## TO DO:
Starting with the line that contains "of the green" and going on through the last line of the records below, turn those lines into a numbered list, leaving out any blank lines.

## GIVEN DATA:
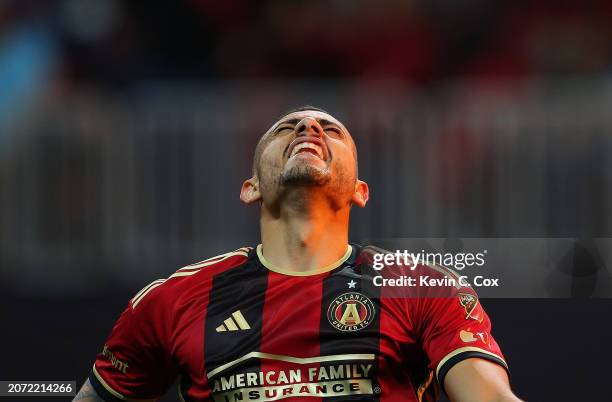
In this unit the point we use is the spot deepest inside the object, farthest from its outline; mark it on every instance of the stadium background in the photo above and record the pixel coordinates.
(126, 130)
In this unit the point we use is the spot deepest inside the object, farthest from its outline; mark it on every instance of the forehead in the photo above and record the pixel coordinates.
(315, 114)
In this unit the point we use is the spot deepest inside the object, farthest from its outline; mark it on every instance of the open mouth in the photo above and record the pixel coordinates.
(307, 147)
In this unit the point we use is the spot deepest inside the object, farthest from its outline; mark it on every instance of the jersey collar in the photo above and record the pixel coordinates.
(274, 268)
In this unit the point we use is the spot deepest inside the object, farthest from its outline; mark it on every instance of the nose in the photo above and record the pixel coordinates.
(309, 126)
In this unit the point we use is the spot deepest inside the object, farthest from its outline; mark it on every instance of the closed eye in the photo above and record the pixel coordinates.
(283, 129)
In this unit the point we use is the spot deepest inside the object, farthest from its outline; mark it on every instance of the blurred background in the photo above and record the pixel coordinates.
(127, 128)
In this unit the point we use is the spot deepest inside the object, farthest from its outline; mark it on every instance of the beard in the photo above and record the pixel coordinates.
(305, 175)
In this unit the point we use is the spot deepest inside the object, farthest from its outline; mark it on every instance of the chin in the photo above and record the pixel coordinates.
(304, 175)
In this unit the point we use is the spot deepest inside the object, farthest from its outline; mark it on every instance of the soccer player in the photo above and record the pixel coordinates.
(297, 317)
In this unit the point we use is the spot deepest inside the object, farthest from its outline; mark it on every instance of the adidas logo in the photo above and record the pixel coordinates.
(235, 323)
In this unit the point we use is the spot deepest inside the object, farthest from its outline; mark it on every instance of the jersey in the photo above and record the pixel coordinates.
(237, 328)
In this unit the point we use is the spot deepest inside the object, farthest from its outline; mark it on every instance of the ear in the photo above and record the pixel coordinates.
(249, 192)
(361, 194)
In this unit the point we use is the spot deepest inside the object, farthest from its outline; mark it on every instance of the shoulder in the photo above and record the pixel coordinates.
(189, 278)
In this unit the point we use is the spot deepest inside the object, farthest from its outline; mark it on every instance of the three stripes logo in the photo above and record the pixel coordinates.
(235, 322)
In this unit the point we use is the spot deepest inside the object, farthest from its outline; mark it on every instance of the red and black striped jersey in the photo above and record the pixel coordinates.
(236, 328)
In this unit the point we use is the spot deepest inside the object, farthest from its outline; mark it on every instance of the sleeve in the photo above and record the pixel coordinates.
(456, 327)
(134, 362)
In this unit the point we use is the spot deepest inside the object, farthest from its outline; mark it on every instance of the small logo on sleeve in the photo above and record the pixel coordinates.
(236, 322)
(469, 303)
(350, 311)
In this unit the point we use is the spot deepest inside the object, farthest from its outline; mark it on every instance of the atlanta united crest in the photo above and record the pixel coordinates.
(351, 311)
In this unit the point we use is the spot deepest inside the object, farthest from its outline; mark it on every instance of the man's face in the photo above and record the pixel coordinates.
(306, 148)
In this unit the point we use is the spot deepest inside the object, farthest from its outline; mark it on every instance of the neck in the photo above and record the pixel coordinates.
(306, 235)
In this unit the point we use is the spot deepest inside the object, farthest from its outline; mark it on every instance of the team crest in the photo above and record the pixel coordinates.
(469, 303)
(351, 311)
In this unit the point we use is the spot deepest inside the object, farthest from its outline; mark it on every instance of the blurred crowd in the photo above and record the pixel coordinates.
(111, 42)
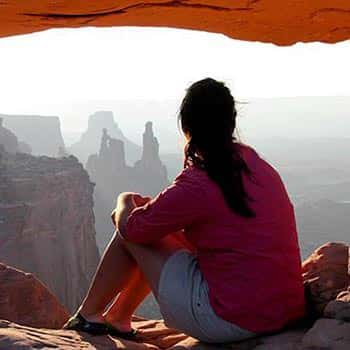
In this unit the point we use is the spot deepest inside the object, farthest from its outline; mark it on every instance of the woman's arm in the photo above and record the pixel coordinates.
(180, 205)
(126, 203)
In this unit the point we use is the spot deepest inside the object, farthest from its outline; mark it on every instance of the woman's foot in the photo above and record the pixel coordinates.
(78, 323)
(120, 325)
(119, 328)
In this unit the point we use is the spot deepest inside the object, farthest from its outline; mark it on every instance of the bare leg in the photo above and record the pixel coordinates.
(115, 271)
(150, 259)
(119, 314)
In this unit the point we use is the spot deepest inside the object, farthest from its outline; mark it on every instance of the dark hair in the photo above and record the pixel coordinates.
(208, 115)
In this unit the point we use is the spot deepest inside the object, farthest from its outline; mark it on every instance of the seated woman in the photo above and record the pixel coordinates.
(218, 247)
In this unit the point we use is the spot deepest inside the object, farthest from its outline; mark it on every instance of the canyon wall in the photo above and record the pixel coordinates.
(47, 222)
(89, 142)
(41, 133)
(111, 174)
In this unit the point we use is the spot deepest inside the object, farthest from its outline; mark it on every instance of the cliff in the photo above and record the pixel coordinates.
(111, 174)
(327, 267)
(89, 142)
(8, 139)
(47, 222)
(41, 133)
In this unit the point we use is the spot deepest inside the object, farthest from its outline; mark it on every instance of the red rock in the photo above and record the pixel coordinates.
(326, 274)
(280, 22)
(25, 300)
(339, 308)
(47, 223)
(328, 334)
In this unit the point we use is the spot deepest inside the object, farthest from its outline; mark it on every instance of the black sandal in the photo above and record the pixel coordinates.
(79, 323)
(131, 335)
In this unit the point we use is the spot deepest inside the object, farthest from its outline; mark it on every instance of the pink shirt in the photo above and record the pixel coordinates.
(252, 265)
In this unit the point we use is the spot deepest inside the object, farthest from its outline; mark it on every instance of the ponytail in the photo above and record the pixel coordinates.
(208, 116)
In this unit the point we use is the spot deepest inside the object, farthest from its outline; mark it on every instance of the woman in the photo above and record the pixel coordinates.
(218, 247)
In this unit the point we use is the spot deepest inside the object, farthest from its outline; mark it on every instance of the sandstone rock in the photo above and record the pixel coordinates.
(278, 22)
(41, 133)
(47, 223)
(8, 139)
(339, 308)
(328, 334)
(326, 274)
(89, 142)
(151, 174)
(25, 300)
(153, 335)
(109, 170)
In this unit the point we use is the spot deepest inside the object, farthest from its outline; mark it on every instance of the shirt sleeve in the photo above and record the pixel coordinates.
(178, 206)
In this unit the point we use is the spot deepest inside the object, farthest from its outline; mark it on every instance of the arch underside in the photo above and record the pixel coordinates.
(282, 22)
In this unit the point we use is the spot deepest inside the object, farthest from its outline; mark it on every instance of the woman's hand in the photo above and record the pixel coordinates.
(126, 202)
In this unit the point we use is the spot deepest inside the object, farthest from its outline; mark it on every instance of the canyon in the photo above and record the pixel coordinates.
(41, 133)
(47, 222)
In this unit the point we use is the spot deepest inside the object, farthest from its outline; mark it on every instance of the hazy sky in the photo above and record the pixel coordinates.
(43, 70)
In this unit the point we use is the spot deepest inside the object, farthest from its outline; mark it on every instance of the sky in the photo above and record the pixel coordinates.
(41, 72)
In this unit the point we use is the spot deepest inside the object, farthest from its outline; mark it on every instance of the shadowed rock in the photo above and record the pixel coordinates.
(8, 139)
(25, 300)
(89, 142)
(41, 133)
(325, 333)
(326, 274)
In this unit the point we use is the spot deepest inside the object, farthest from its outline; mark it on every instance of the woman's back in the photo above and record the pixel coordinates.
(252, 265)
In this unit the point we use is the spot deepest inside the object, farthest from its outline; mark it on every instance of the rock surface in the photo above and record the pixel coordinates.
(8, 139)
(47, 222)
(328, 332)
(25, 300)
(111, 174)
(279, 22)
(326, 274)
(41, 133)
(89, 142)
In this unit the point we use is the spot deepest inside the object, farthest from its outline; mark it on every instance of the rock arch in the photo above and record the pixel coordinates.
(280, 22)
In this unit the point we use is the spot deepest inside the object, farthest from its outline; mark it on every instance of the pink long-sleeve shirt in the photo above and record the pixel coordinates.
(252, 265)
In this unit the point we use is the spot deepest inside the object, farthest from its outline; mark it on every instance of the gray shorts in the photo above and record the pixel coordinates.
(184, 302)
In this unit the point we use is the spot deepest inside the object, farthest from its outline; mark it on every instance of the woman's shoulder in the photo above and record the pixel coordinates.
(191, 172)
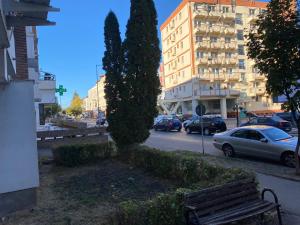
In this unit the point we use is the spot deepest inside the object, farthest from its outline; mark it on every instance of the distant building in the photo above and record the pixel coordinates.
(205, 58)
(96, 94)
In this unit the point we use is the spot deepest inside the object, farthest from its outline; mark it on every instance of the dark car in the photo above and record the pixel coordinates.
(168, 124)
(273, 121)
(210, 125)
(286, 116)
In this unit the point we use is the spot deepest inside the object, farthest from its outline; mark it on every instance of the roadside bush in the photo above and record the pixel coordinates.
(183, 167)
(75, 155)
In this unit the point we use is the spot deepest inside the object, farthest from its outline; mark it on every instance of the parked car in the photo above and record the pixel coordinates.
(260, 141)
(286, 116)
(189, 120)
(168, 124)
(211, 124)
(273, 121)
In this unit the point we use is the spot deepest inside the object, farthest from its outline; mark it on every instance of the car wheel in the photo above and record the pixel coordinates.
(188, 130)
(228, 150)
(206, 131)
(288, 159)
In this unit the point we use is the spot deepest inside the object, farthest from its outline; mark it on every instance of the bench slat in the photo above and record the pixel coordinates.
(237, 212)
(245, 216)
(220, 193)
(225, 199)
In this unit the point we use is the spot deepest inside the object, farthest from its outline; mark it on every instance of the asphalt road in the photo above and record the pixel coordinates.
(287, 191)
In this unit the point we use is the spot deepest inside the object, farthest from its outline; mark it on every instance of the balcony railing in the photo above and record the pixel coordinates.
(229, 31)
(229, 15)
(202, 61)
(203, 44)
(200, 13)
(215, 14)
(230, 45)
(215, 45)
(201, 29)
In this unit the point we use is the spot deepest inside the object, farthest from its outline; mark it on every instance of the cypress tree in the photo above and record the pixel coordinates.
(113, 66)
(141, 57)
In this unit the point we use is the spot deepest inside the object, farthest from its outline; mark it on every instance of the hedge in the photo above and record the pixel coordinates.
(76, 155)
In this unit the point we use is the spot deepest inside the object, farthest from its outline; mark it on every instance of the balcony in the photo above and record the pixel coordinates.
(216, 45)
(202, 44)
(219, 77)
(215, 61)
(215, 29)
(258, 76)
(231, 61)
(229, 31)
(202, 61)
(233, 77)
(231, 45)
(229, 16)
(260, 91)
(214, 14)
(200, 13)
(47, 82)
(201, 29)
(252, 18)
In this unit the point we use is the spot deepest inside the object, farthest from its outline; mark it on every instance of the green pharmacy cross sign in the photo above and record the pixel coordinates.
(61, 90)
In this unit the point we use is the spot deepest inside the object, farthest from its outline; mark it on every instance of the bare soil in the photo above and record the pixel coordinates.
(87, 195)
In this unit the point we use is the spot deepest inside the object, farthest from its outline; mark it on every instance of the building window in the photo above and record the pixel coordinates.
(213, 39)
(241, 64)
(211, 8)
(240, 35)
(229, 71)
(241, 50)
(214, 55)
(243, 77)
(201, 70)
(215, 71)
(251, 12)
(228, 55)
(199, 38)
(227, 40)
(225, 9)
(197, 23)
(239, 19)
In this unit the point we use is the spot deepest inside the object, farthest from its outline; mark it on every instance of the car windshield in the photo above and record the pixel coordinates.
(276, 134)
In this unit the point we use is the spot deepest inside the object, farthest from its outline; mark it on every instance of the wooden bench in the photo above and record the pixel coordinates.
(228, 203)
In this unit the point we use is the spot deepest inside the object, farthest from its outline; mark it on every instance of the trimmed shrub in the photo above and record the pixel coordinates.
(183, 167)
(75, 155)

## RESPONSE TO THIS TASK:
1. In this unit the point we use is the spot deepest inside the object, farthest from its outline; mark it on every instance of the green pharmacy cross sign in the photo above and record the pixel coordinates.
2. (61, 90)
3. In this unit the point we use is the spot deepest inside the object, farthest from its outline; mark it on every instance of the bare soil in the photo above and record the pixel coordinates.
4. (87, 195)
5. In this unit the point we use is the spot deepest inside the object, farthest from its outline; mark it on every instance of the building window in the photo above and record the pixel coordinates.
6. (213, 39)
7. (241, 64)
8. (211, 8)
9. (240, 35)
10. (229, 71)
11. (241, 50)
12. (214, 55)
13. (243, 77)
14. (201, 70)
15. (215, 71)
16. (251, 12)
17. (228, 55)
18. (199, 38)
19. (227, 40)
20. (225, 9)
21. (197, 23)
22. (239, 19)
23. In this unit the point we use is the spot deepest inside the object, farthest from its outline; mark it on every instance of the car windshield in the photo above and record the pixel coordinates.
24. (276, 134)
25. In this unit the point we use is the spot deepest inside the object, farthest from its outline; mark it on every instance of the wooden bench in the photo above and record the pixel coordinates.
26. (228, 203)
27. In this unit the point we use is the spot deepest inside the object, farthest from its outline; mark it on every instance of the trimmed shrub in the photo above and record the pixel coordinates.
28. (183, 167)
29. (75, 155)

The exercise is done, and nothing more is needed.